━━ Dataset rows
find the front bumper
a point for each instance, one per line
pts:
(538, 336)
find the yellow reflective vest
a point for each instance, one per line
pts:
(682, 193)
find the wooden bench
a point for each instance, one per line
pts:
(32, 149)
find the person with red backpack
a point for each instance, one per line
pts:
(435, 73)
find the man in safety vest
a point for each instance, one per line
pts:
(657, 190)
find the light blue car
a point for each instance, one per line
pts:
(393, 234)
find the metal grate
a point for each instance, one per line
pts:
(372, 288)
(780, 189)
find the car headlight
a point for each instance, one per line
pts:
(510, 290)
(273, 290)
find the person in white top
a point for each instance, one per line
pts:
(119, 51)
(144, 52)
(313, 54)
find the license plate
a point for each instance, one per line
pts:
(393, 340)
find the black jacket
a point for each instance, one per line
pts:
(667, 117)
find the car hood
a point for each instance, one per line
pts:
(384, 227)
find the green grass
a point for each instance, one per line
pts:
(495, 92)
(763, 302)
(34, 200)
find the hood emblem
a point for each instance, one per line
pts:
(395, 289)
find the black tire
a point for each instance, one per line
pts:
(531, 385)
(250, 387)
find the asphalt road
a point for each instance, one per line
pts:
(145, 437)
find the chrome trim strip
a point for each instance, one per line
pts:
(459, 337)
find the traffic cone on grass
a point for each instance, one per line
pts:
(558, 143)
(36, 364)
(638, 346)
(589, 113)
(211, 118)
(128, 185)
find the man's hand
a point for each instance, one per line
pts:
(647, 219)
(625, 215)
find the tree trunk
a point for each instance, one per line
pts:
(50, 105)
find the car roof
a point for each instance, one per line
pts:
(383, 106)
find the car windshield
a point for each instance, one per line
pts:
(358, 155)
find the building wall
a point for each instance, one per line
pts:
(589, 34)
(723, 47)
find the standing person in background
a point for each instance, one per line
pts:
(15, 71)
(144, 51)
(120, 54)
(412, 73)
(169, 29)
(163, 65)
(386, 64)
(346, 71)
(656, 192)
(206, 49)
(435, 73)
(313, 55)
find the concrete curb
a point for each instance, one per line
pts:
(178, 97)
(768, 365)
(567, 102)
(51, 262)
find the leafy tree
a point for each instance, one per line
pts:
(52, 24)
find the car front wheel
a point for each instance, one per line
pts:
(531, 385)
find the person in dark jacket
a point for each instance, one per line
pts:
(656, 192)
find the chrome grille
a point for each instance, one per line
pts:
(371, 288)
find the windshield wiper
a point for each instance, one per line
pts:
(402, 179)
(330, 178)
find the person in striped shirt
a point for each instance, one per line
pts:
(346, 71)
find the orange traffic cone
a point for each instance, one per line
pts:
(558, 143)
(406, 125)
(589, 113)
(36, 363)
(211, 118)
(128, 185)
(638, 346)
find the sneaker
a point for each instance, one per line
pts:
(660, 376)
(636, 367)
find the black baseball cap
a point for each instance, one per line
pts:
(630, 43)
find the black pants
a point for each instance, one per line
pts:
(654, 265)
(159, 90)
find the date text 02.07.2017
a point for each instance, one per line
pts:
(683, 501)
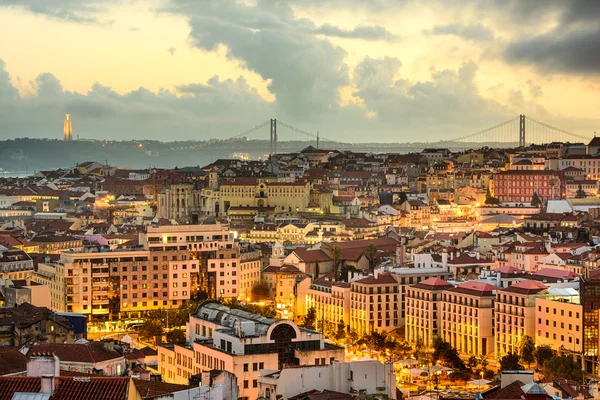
━━━━
Please rewrite the lines starting at the one containing "find the sneaker" and ending with the last line of the records, shifting every point coordinate in the answers up by 114. Leave the pictures out of your answer.

find the sneaker
a point for each instance, one per line
pts:
(774, 490)
(750, 481)
find the black baseball cap
a point for each instance, one per line
pts:
(744, 157)
find the black pants
a point for each instance, one per line
pts:
(768, 379)
(273, 204)
find the date text 02.07.2017
a point for each instance, one per line
pts:
(797, 615)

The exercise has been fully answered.